Source:
- - - - -

Storage & Application

Font Inspector

Analyze all loaded typefaces using the document.fonts API to detect render-blocking loads, missing weights, and fallback font rendering.

Understanding Your Typography Loading

Web fonts are one of the most common causes of slow First Contentful Paint (FCP) and Flash of Unstyled Text (FOUT). The Font Inspector uses the browser's native document.fonts API to enumerate every font face loaded in the preview frame, providing visibility into exactly which fonts are active, which are still loading, and which might be blocking the render.

  • Font Enumeration: Lists every font family detected across all frames, including their loaded weights and styles (e.g., Inter 400, Inter 700, Inter 400 italic).
  • Load Status: Each font shows its current status: Loaded (green), Loading (amber), or Error (red).
  • Fallback Detection: Identifies if a fallback system font is currently rendering in place of a custom font.

- - - - -

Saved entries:
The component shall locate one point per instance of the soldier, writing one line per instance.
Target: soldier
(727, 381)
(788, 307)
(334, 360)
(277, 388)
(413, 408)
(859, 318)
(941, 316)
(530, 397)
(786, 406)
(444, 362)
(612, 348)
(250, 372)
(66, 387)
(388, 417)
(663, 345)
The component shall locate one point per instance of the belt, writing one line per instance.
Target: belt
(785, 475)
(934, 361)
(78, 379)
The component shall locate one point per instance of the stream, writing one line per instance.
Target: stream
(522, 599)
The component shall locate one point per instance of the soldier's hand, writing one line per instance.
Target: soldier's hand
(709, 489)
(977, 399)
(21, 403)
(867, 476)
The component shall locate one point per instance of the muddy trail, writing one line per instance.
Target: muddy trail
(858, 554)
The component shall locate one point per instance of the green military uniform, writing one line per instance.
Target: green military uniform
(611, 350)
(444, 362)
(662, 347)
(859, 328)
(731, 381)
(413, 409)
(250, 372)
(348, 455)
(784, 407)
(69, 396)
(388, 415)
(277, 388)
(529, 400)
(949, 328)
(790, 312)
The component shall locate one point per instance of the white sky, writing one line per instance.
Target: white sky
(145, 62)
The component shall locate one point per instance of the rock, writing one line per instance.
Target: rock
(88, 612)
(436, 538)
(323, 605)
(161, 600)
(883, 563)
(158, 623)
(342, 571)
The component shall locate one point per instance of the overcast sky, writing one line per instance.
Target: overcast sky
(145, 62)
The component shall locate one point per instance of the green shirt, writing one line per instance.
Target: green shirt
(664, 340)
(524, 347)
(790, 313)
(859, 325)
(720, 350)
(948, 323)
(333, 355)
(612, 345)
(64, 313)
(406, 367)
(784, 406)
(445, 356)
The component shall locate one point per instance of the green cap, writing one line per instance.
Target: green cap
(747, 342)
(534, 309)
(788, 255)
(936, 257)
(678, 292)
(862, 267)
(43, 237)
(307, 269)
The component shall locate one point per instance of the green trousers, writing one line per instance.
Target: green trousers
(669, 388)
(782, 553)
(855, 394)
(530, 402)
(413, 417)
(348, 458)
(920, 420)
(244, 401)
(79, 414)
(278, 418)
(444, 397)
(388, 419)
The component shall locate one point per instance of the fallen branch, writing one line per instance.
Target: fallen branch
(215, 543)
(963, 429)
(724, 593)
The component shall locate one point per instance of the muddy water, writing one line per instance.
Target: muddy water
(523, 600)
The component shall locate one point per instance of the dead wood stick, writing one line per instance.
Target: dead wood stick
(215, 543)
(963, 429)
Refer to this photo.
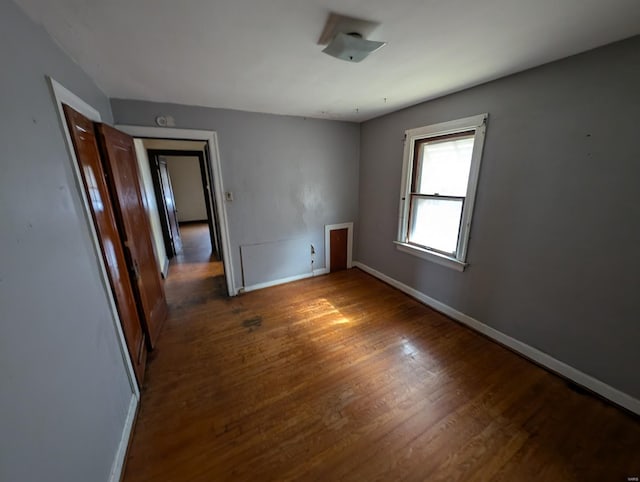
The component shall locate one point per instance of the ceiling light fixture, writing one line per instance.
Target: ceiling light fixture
(344, 38)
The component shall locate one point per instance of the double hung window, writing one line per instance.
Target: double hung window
(441, 167)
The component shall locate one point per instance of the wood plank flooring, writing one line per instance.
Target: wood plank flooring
(342, 377)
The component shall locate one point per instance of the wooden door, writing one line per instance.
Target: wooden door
(95, 187)
(338, 249)
(119, 162)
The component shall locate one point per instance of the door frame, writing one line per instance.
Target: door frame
(327, 243)
(212, 220)
(211, 138)
(62, 95)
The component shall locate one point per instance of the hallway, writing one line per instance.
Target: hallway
(341, 377)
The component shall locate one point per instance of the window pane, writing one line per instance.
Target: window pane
(435, 223)
(444, 165)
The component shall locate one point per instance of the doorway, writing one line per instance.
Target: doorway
(182, 183)
(171, 139)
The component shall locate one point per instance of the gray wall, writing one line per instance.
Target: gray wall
(64, 392)
(553, 255)
(289, 175)
(186, 182)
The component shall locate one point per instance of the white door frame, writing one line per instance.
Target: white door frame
(327, 243)
(62, 95)
(214, 160)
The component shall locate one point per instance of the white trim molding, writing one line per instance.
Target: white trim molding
(552, 364)
(327, 243)
(281, 281)
(214, 157)
(455, 260)
(118, 461)
(62, 95)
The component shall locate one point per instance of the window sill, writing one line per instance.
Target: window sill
(432, 256)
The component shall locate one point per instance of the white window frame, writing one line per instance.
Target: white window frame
(477, 123)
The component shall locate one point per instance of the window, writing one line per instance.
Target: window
(440, 174)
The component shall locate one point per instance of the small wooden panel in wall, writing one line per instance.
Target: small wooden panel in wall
(338, 249)
(338, 246)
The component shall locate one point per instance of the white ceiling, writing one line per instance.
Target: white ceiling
(262, 55)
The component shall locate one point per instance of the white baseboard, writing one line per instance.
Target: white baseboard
(118, 461)
(529, 352)
(281, 281)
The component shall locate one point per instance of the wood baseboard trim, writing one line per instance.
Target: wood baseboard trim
(117, 468)
(530, 353)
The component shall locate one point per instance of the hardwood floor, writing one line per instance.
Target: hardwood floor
(342, 377)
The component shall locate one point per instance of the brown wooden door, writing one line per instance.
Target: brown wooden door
(119, 162)
(95, 187)
(170, 205)
(338, 249)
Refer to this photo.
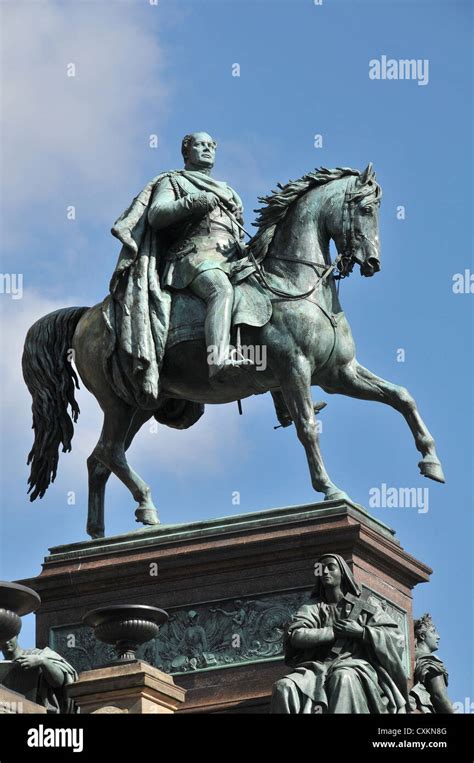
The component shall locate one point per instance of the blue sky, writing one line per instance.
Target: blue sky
(304, 70)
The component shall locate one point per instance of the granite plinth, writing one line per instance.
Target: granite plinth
(229, 585)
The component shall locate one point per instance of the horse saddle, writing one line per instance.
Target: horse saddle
(252, 306)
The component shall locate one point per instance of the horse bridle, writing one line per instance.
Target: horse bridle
(344, 262)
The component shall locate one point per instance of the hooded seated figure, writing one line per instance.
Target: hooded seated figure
(341, 665)
(54, 674)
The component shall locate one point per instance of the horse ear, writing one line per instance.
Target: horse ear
(367, 173)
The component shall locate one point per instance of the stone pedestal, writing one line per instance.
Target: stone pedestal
(229, 586)
(133, 687)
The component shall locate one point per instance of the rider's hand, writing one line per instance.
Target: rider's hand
(348, 629)
(204, 202)
(27, 661)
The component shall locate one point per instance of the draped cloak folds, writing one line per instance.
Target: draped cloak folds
(54, 698)
(372, 668)
(137, 310)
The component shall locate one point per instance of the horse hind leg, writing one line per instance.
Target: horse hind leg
(295, 385)
(120, 427)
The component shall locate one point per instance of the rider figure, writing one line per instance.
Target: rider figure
(198, 217)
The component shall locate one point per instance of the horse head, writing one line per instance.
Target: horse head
(358, 241)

- - - - -

Tasks to carry out:
1. In the font inspector text, which color marks a font whose load status is Error?
2. In the font inspector text, rewrite the passage between "Analyze all loaded" and "blocking the render.", inclusive, substituting "active tab" for "preview frame".

Written answers:
1. Red.

2.
Analyze all loaded typefaces using the document.fonts API to detect render-blocking loads, missing weights, and fallback font rendering.

Understanding Your Typography Loading

Web fonts are one of the most common causes of slow First Contentful Paint (FCP) and Flash of Unstyled Text (FOUT). The Font Inspector uses the browser's native document.fonts API to enumerate every font face loaded in the active tab, providing visibility into exactly which fonts are active, which are still loading, and which might be blocking the render.